STATED EXERCISE »
Retype the whole listing below character for character, changing nothing.

EXERCISE INPUT »
-------

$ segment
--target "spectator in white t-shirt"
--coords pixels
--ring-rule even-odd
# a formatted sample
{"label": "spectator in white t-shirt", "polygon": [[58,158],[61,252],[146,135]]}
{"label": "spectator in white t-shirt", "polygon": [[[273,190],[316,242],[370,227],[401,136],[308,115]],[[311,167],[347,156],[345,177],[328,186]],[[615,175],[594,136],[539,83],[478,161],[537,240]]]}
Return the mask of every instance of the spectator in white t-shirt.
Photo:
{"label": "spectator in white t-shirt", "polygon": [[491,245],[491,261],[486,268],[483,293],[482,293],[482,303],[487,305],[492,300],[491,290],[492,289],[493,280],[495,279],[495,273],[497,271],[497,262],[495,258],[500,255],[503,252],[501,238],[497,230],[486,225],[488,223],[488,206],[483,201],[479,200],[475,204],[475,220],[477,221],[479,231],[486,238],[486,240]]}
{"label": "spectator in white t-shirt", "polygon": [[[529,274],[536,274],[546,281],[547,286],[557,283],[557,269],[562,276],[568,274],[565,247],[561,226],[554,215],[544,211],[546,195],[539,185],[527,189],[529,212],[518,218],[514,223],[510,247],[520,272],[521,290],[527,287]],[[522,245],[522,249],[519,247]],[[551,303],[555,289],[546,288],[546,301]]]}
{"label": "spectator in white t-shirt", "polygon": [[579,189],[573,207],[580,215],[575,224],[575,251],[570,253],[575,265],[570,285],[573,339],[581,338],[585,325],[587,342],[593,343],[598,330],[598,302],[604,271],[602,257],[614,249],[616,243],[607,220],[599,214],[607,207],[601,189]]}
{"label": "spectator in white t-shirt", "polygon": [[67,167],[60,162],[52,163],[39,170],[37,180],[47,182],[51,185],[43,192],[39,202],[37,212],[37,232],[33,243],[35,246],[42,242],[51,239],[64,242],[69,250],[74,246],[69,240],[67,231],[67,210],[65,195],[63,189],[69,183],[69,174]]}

-------

WRITTEN ANSWER »
$ segment
--target "spectator in white t-shirt"
--coords pixels
--ring-rule even-odd
# a formatted sample
{"label": "spectator in white t-shirt", "polygon": [[58,158],[61,252],[146,135]]}
{"label": "spectator in white t-shirt", "polygon": [[[273,190],[316,242],[370,227],[401,136],[308,115]],[[311,167],[347,156],[345,177],[328,186]],[[615,175],[594,136],[539,83],[478,161],[537,240]]]}
Return the mask of every instance of the spectator in white t-shirt.
Photo:
{"label": "spectator in white t-shirt", "polygon": [[491,245],[491,261],[486,268],[483,293],[482,293],[482,303],[487,305],[492,300],[491,290],[492,289],[493,280],[495,279],[495,273],[497,271],[497,262],[495,258],[500,255],[503,252],[501,238],[497,230],[486,225],[488,223],[488,206],[483,201],[479,200],[475,204],[475,220],[477,221],[479,231],[486,238],[486,240]]}
{"label": "spectator in white t-shirt", "polygon": [[[529,274],[536,274],[546,281],[547,286],[557,283],[557,269],[562,276],[568,274],[565,247],[561,226],[554,215],[544,211],[546,195],[539,185],[527,189],[529,212],[518,218],[514,223],[510,247],[520,272],[521,290],[527,287]],[[522,245],[522,249],[519,247]],[[551,303],[555,289],[546,288],[546,301]]]}
{"label": "spectator in white t-shirt", "polygon": [[579,189],[573,207],[580,215],[575,224],[575,251],[570,253],[575,265],[570,285],[573,339],[581,338],[585,325],[587,342],[593,343],[598,330],[598,302],[604,271],[602,257],[614,249],[616,243],[607,220],[599,214],[607,207],[601,189]]}
{"label": "spectator in white t-shirt", "polygon": [[67,167],[60,162],[52,163],[39,170],[37,180],[47,182],[51,185],[43,192],[39,202],[37,212],[37,232],[33,243],[35,246],[42,242],[51,239],[64,242],[69,250],[74,246],[69,240],[67,231],[67,210],[65,195],[63,189],[69,183],[69,174]]}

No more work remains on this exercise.